Set exercise 1 –
In the BMW forum thread below, write out again the passage from "## Dave 330i" up to and including "for their $$$.", swapping "bang" for "value".
Set exercise 2 –
Using the BMW forum thread below, decide whether each statement agrees with it, answering yes or no and quoting the words that settle it:
(a) Jalli's dad sells about 320 cars a month wholesale to dealers.
(b) The 03 330i zhp in the first post has 45k miles on it.
(c) Dave 330i guesses that the forum enthusiasts make up 5-10% of BMW drivers at best.

Text provided –
They may boast all they want but it seems like it's all misleading to me. my 25k mile 03 330i zhp is worth maybe 27-28k on the open market right now. that's 15-16k off the msrp in less than 2 years! I'm losing 7-8k a year in value on the car. BMW thinks it'll be worth 25k in 06 with 45k miles on it...so in the next year it's only gonna drop another 2-3k with 20k more miles on it? believe that and I've got a bridge to sell ya.


----------



## Jalli (Jan 10, 2005)

BMW does have the highest value retention rate. Before someone blows steam out of their ass and tells me I've been brainwashed let me just tell you where this comes from. My dad sells about 320 cars a month (50-75 BMW) wholesale to dealers. He loves to buy BMW because he knows that he can get money for it. Acura's just won't hold value, especially when you are selling to people who know cars (FWD :rofl: ) .

Sure, BMW's have had their problems, but they are usually dealt with to everyone's satisfaction. As for BMW being less luxurious, that may be true. If you want a cabin with more buttons than a 777 buy the Acura. If you want the interior of your car to be lit up like you've got Christmas lights in your dash, buy the Acura. BMW tends to focus on luxury as a secondary factor, after all you are driving the car, not your leather seat.

Some of you may not that I have gotten rid of the 03 325. The reason was that it had an annoying auto tranny fault, which my dealer took care of by replacing the tranny in three days. The car drove fine, but I had the bad R-D gear change issue. During this time period, my dad came upon my 01 fully loaded Boxster for a very good price. *I drove the BMW and put 7000 miles on it, and we actually made money when we sold it. *

My final rant : If you want a real car with elegance buy the BMW, if you want a car with 300 buttons that lights up like Times Square by all means buy Japanese. Many posters have pointed out that you won't notice the difference in driving feel. This is not true, you can notice the difference the first time you pull out of a parking space.


----------



## mdsbuc (Mar 17, 2005)

wingspan said:


> Ok, sure, I get what you are after.
> 
> 1) Build quality - Here's my subjective input, sample of two: Personal Car: 2003 E46 330i, bought new Sep 03. No squeaks or rattles in mine. Nothing has gone wrong. Mileage is now 13800 and I will be doing the first service sometime in the next month. Company Car: 2001 E46 318i, "inherited" from previous lessee. 62,000 miles. Also squeak and rattle free. I have only driven it about a K. It presently has a problem holding w/w fluid since it all drains out. Suspect crack in bottle. I have no previous history on this car.
> 
> ...


Thanks Wingspan for all the input. As far as the safety comment I know what you mean. When I say something like that (and notice) I find a good solid piece of wood and give it a couple of hard raps!


----------



## Dave 330i (Jan 4, 2002)

mdsbuc said:


> Dave, I'm sure there are going to be a ton of folks to disagree with you about a BMW not being a good value. Value doesn't mean cheep. It means you get bang for your buck. With the fun factor figured in, it seems to me that a lot of owners are getting bang for their $$$.


I really think those guys you are referring to are a minority. If I had to assess the BMW drivers I see daily, probably including me, the majority of them buy the car for its reputation, not the "fun"factor. Guys who participate in forums and call themselves enthusiasts are in the minority of why they bought their BMWs. I would guess they are 5-10% at best. Fortunately, BMW built its reputation from us guys. But, of course, everyone enjoys his car. I do not consider my BMW an appliance that is used solely from going point A to point B.

Data provided –
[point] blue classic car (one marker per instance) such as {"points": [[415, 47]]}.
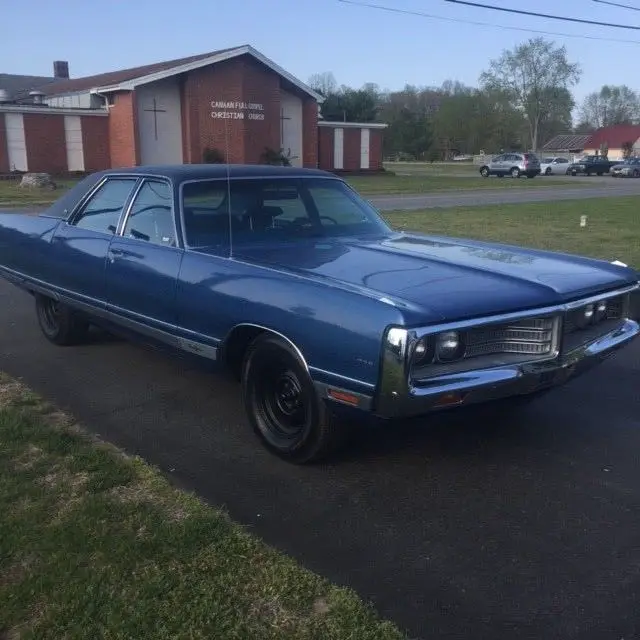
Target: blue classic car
{"points": [[295, 283]]}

Correct response 1 –
## Dave 330i (Jan 4, 2002)

mdsbuc said:


> Dave, I'm sure there are going to be a ton of folks to disagree with you about a BMW not being a good value. Value doesn't mean cheep. It means you get value for your buck. With the fun factor figured in, it seems to me that a lot of owners are getting value for their $$$.

Correct response 2 –
(a) Yes: "My dad sells about 320 cars a month (50-75 BMW) wholesale to dealers."
(b) No: "my 25k mile 03 330i zhp is worth maybe 27-28k on the open market right now."
(c) Yes: "I would guess they are 5-10% at best."